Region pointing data
* * *

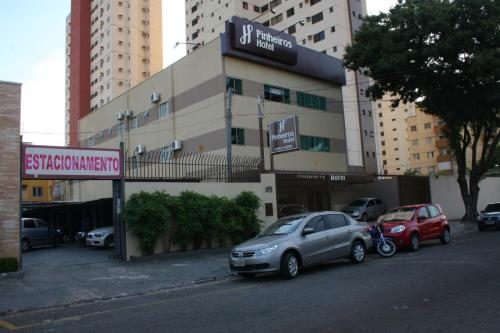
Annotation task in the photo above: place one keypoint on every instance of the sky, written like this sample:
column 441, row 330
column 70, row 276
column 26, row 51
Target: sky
column 32, row 35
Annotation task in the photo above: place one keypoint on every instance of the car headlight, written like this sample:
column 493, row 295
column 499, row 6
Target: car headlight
column 267, row 250
column 399, row 228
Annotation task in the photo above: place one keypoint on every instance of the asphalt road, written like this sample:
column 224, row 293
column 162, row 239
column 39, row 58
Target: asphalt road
column 452, row 288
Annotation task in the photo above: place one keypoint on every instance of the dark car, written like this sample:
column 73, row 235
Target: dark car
column 490, row 217
column 36, row 232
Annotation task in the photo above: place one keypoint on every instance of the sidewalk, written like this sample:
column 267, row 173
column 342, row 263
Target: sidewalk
column 71, row 274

* * *

Task statement: Your answer must be an exact copy of the records, minus any pictures.

Output:
Annotation task in the photo above: place one keypoint on every instance of the sky, written like this sample:
column 441, row 330
column 70, row 276
column 26, row 51
Target: sky
column 32, row 35
Annotation task in the photo above: place one keypoint on every instance of the car headlight, written like this sample:
column 493, row 295
column 499, row 6
Target: car headlight
column 267, row 250
column 399, row 228
Annotation task in the photo above: place one keypoint on every instance of the asphalt road, written like this sample:
column 224, row 293
column 162, row 239
column 39, row 58
Target: asphalt road
column 452, row 288
Annotation task in the photo above: place one keypoint on every instance of the dark car, written like this sample:
column 73, row 235
Target: dark car
column 490, row 217
column 36, row 232
Annotation task in the photo above: place one keypoint on every instance of the sidewalk, written like this sample:
column 267, row 173
column 342, row 263
Target: sidewalk
column 71, row 274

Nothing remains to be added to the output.